____ Supplied material

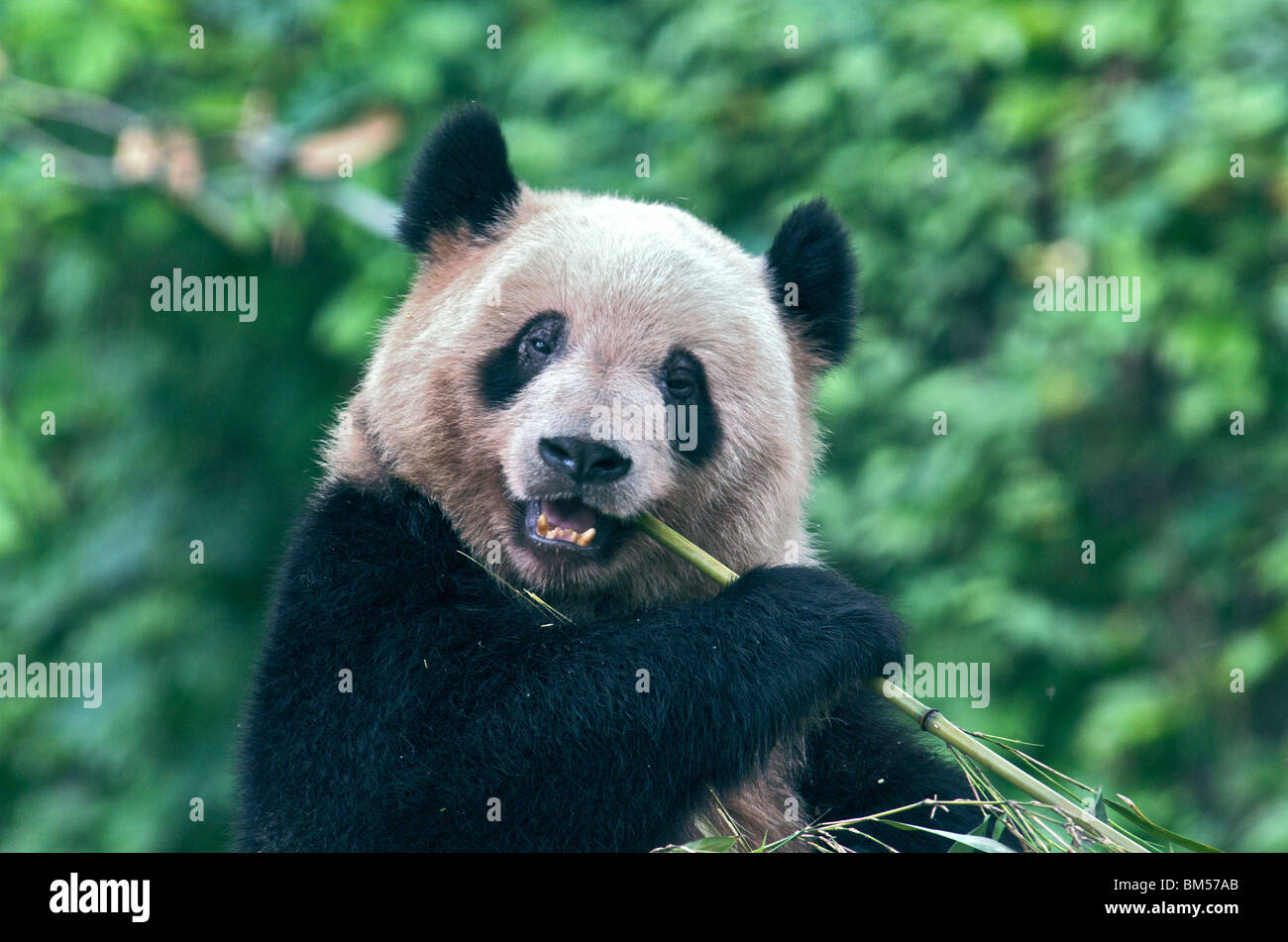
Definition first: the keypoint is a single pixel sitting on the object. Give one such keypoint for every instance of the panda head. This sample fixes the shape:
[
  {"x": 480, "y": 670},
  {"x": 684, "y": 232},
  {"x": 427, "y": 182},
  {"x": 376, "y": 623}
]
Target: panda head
[{"x": 565, "y": 362}]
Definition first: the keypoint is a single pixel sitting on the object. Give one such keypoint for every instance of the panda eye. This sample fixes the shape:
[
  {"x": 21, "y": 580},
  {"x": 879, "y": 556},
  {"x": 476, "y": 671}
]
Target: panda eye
[{"x": 681, "y": 385}]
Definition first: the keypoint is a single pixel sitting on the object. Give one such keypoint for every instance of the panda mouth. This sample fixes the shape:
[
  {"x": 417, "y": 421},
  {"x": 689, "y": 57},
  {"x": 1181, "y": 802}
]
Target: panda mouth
[{"x": 567, "y": 524}]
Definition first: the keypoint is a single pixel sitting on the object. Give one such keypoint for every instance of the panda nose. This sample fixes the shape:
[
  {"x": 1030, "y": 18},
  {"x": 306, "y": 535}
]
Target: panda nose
[{"x": 585, "y": 461}]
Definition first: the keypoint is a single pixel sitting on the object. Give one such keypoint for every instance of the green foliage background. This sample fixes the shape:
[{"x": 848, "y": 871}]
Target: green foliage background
[{"x": 1063, "y": 427}]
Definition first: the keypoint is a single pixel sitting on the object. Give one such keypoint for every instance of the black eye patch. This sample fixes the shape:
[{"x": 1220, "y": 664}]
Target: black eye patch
[
  {"x": 514, "y": 366},
  {"x": 684, "y": 386}
]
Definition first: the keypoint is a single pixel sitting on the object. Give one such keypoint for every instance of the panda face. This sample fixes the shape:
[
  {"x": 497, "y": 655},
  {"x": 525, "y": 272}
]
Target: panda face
[
  {"x": 636, "y": 364},
  {"x": 567, "y": 362}
]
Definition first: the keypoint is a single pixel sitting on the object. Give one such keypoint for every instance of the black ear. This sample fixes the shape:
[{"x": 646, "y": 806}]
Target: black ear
[
  {"x": 811, "y": 251},
  {"x": 462, "y": 177}
]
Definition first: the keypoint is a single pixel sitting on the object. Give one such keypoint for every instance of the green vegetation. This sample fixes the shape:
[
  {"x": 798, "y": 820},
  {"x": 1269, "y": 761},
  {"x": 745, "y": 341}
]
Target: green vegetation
[{"x": 1063, "y": 427}]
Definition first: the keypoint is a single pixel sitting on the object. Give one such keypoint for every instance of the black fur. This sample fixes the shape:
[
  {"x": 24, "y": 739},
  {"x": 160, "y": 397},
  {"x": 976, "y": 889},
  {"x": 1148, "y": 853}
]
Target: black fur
[
  {"x": 463, "y": 693},
  {"x": 462, "y": 177},
  {"x": 867, "y": 757},
  {"x": 515, "y": 365},
  {"x": 703, "y": 434},
  {"x": 812, "y": 251}
]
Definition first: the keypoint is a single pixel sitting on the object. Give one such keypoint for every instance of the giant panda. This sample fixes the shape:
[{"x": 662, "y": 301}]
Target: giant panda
[{"x": 412, "y": 695}]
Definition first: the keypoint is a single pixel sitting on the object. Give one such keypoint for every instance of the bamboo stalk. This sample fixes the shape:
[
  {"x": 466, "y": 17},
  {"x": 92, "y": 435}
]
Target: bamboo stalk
[{"x": 930, "y": 719}]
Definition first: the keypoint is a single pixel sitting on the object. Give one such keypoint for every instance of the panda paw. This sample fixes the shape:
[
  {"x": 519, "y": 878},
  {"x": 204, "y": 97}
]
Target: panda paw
[{"x": 815, "y": 602}]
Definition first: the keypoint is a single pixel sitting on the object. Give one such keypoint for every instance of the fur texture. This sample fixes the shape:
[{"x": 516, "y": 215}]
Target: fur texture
[
  {"x": 463, "y": 693},
  {"x": 529, "y": 313}
]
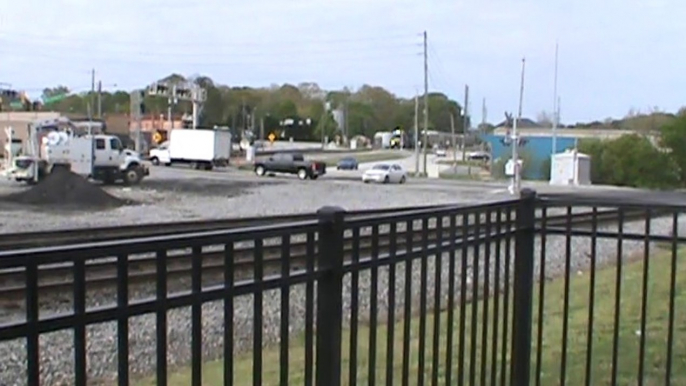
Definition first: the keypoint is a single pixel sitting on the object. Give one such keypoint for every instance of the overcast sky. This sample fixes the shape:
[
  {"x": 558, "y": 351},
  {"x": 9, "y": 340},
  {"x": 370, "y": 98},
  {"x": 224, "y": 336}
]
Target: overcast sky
[{"x": 614, "y": 55}]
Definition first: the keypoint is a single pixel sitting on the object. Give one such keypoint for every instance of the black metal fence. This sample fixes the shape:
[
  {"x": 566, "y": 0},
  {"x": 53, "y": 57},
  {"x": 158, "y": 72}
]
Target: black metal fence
[{"x": 487, "y": 294}]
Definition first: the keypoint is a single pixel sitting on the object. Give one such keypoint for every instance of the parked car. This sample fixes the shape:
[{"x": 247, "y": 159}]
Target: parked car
[
  {"x": 478, "y": 156},
  {"x": 385, "y": 173},
  {"x": 290, "y": 163},
  {"x": 347, "y": 163}
]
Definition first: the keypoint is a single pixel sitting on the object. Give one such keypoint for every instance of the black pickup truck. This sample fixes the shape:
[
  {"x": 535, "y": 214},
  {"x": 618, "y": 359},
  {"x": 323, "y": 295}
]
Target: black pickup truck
[{"x": 290, "y": 163}]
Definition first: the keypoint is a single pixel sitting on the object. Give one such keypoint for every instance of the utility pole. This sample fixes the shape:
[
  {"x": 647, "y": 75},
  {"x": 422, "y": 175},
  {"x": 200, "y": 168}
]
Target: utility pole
[
  {"x": 483, "y": 116},
  {"x": 136, "y": 100},
  {"x": 452, "y": 128},
  {"x": 426, "y": 99},
  {"x": 262, "y": 130},
  {"x": 91, "y": 101},
  {"x": 416, "y": 134},
  {"x": 171, "y": 101},
  {"x": 99, "y": 99},
  {"x": 516, "y": 177},
  {"x": 555, "y": 100},
  {"x": 465, "y": 112}
]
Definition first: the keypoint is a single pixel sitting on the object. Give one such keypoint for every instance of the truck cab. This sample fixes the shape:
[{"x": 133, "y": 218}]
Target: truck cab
[{"x": 100, "y": 157}]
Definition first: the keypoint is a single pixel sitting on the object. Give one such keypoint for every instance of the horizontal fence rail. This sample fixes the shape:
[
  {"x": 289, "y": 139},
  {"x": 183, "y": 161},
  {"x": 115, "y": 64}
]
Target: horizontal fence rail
[
  {"x": 525, "y": 291},
  {"x": 102, "y": 272}
]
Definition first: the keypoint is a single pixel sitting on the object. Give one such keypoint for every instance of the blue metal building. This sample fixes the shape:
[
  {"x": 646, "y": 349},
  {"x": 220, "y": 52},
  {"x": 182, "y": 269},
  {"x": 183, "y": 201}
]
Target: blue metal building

________

Out of the entries, pull every line that mentions "blue".

(Solution for this problem)
Definition first: the keypoint is a single pixel sitting on the object. Give one such keypoint for every instance of the blue metal building. This sample fixes the shape:
Target: blue metal building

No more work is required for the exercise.